■ DOCUMENT EXCERPT ■
^^^^^^^^^^^^^^^^
202412112003
Status: #reference
Tags: Tree-Based Methods
State: #nascient

Decision Trees

Alone is often a weak model.
Easy to interpret.
Is obtained through greedy top down recursive splitting.
Regions are high dimensional boxes that DON'T overlap
It is better to fit a large tree and prune it, than to split until we cannot get splits that
decrease the Residual Sum of Squares (RSS) more than some threshold since some weak splits might open the way to great splits later on.
It's an example of a Low Bias, High Variance model, they are remarkably unstable to the point that entire methods were developped to compensate for their weakness either through combination of high-bias-low-variance models (Boosting) or through a voting/averaging procedure that is made after using Resampling Methods for the sake of accounting for the variance of the model in the fitting of the model itself, see Bagging (Boostrapped Aggregation).

Regression Trees
Classification Trees

Pros

Easy to explain, the simplest model there is for a noob.
More closely mirror human decision making than other method
Trees can easily handle qualitative predictors without the need for dummy variables.
^^^^^^^^^^^^^^^^
■ MATERIAL ■
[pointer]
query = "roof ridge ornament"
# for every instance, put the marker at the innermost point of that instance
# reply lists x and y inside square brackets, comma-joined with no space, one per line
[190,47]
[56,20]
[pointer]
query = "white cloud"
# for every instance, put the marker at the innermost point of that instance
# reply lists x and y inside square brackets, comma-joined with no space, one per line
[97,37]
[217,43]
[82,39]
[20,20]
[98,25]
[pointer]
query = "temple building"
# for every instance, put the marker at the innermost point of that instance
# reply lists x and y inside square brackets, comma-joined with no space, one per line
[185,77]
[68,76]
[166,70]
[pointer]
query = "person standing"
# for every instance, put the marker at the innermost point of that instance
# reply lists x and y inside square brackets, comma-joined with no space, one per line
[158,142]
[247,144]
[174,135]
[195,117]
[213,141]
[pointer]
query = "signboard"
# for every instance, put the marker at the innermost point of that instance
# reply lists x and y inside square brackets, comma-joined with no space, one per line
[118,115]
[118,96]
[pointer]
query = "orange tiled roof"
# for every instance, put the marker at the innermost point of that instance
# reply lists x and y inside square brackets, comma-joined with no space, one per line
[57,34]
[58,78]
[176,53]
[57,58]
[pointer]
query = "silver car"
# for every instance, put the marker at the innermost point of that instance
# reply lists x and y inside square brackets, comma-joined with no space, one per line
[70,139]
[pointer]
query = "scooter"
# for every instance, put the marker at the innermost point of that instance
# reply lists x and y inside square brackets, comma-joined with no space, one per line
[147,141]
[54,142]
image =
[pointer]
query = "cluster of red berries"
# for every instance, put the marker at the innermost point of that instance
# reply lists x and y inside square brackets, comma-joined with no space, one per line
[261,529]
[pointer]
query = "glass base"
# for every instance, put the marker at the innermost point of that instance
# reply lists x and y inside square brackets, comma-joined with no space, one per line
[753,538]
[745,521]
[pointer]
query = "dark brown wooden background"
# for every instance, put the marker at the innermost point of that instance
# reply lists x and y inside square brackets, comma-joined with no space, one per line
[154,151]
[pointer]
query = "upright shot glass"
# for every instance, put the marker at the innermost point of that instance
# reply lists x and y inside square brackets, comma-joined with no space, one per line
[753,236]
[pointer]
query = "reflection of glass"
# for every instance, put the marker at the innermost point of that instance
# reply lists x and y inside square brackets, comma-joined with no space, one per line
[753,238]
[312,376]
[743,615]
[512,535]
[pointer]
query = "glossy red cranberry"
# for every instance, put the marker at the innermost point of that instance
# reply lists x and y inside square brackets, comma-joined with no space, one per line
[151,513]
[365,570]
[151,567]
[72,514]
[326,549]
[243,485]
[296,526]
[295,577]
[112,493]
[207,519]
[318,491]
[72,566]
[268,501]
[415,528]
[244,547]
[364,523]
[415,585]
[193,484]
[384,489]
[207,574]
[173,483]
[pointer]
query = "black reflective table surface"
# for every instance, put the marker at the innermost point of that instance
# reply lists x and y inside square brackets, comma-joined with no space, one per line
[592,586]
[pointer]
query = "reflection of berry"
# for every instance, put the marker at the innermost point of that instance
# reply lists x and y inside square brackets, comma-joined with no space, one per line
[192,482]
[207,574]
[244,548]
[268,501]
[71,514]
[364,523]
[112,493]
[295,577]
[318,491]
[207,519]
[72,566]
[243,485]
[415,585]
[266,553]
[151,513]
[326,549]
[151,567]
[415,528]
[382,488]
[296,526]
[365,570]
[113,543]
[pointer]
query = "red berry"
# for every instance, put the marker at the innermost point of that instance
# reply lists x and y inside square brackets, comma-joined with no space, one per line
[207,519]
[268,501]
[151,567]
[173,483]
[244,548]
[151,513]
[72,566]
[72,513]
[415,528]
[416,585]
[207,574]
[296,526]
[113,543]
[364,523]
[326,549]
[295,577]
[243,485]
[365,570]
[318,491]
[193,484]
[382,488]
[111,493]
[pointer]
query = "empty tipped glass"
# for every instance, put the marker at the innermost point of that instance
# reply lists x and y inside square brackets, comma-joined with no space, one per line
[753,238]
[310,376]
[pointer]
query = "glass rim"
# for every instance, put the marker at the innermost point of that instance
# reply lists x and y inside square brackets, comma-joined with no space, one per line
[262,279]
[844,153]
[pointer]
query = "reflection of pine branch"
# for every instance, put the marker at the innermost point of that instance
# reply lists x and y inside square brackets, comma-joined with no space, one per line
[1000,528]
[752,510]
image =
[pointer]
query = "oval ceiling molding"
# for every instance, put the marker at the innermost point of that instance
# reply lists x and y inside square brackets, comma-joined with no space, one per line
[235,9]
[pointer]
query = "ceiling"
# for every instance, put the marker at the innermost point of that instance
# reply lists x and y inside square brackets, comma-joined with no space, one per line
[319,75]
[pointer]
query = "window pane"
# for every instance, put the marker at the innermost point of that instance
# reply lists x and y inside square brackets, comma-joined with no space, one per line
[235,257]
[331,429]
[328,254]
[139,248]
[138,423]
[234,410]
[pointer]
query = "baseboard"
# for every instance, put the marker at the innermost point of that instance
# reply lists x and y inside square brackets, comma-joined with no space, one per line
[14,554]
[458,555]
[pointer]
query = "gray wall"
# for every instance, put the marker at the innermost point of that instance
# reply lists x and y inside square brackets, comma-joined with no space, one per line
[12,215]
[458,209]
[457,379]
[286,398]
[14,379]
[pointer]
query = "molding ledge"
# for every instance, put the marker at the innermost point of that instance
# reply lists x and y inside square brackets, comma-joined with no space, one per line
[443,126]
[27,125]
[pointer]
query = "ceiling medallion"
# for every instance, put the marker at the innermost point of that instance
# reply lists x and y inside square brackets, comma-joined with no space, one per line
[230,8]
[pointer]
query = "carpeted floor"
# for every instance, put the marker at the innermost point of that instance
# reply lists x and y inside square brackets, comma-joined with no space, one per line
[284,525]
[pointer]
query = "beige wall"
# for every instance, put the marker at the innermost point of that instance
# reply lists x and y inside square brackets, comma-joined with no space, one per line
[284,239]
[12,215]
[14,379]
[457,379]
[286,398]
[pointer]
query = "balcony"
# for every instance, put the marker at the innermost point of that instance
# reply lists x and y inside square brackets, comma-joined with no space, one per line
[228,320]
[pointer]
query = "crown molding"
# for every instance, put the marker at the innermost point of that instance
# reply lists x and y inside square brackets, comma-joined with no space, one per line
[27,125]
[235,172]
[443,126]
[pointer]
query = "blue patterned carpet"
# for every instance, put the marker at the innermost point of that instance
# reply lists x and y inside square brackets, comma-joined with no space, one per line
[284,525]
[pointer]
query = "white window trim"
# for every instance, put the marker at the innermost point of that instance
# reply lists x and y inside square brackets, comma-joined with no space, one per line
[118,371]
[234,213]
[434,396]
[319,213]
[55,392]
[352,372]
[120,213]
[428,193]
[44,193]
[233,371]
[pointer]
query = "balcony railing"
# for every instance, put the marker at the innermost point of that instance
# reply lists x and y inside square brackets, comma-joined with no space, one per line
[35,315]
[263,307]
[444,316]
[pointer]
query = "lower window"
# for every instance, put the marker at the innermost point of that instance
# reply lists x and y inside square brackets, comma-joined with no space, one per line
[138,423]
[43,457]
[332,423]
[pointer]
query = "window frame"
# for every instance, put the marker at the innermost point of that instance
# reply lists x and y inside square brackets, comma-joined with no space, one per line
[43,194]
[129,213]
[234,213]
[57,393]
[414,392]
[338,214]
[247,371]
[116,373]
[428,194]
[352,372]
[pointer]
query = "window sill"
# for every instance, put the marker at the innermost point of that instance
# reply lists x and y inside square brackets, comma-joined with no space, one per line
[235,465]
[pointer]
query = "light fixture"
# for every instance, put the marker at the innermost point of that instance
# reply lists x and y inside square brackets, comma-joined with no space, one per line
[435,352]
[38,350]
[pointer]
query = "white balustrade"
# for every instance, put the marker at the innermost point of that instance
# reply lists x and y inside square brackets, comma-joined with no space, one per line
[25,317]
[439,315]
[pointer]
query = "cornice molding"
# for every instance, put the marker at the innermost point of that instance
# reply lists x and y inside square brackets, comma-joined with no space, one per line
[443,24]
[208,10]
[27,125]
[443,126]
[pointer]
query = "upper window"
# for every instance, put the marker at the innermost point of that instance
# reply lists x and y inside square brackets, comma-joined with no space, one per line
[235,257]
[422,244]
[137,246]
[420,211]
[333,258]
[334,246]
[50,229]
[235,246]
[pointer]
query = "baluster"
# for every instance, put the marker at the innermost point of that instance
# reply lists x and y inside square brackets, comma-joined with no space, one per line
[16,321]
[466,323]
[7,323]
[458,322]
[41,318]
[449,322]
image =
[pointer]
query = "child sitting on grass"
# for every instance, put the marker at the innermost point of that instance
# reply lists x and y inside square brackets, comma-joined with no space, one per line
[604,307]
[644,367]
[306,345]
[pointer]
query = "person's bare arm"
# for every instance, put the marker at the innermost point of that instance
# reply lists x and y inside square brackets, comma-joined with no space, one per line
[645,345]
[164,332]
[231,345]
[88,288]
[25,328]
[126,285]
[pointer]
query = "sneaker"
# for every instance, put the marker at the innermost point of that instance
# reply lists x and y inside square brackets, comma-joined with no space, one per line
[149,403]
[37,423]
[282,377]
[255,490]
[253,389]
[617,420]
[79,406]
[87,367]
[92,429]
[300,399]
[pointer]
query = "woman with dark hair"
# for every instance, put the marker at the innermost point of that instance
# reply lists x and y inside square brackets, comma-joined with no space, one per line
^^^^^^^^^^^^^^^^
■ PROBLEM DESCRIPTION ■
Output the part of the decision trees note starting at "Easy to interpret." and ending at "splits later on.", word for word. The data comes from a separate source and is unrelated to the decision trees note.

■ REPLY TO THE TASK ■
Easy to interpret.
Is obtained through greedy top down recursive splitting.
Regions are high dimensional boxes that DON'T overlap
It is better to fit a large tree and prune it, than to split until we cannot get splits that
decrease the Residual Sum of Squares (RSS) more than some threshold since some weak splits might open the way to great splits later on.